PROVIDED PASSAGE »
For this blog post, I invited Barry Leskin, Director of our Thought Leader Series at Executive Networks, to be my guest contributor.

Dr. Jean Greaves of Talent Smart recently presented in our “Thought Leader” series and discussed her latest publication, “What Leaders are Doing in Emotional Intelligence Based on Recent Research.” I want to share some of the ideas she presented in this blog post.

Emotional Intelligence (EQ) is now widely accepted as a key characteristic of successful leaders.  In many cases its advocates claim it has greater impact on leader performance than does IQ. There is now little doubt about the value of EQ awareness for those in leadership positions. Key questions though are left unanswered:

  1. Where is it most effective?
  2. What is the relationship between EQ and IQ?
  3. How easy is it to change?
  4. How can concerns of EQ’s critics be addressed?

EQ encompasses 4 areas:  Self-Awareness, Self- Management, Social Awareness, Relationship

Management. It is one of the 4 factors that contribute to a leaders’ performance, the factors being IQ, EQ, Education, and skills/experience.

EXTRACTED ENTRIES »

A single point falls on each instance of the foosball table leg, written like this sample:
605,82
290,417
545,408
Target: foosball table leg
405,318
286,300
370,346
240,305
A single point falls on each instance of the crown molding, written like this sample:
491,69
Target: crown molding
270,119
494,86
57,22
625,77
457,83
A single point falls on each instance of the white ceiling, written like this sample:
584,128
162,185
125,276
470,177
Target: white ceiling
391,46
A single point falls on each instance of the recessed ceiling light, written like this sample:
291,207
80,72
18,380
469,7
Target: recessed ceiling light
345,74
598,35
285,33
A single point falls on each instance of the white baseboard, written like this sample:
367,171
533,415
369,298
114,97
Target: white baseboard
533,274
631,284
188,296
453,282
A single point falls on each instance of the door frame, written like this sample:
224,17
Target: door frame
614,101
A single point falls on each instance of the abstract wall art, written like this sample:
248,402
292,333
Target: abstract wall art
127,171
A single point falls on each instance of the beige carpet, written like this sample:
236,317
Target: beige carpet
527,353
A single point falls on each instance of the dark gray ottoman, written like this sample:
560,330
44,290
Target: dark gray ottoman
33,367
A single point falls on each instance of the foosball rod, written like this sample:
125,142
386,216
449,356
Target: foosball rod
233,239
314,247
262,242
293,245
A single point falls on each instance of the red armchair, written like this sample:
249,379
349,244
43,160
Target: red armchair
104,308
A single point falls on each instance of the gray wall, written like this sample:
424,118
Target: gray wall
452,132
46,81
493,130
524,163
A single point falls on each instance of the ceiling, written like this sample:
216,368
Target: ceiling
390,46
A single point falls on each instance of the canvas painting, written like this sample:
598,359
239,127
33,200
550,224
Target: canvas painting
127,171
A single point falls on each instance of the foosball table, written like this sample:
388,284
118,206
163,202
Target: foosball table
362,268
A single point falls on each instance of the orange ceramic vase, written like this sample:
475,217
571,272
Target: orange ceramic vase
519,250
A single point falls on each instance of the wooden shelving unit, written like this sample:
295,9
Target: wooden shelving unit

DIRECTIONS »
- 1) List the factors that, according to the emotional intelligence post, contribute to a leader's performance.
- 2) In the emotional intelligence post, who presented in the "Thought Leader" series?
- 3) Continue the emotional intelligence post from its last sentence.
The lines after the text aren't needed for anything here.

ANSWERS TO EACH TASK »
- 1)
IQ
EQ
Education
Skills/experience

- 2) Dr. Jean Greaves of Talent Smart.

- 3)
EQ is the most recent addition to these performance criteria.  It wasn’t always that way.  Behaviorists like BF Skinner were builders of a “rational” theory of performance improvement, e.g. treat behavior as a function of its consequences.  He advocated a cognitive approach to building leadership, with IQ a major part.  Emotions were not considered as contributors to performance.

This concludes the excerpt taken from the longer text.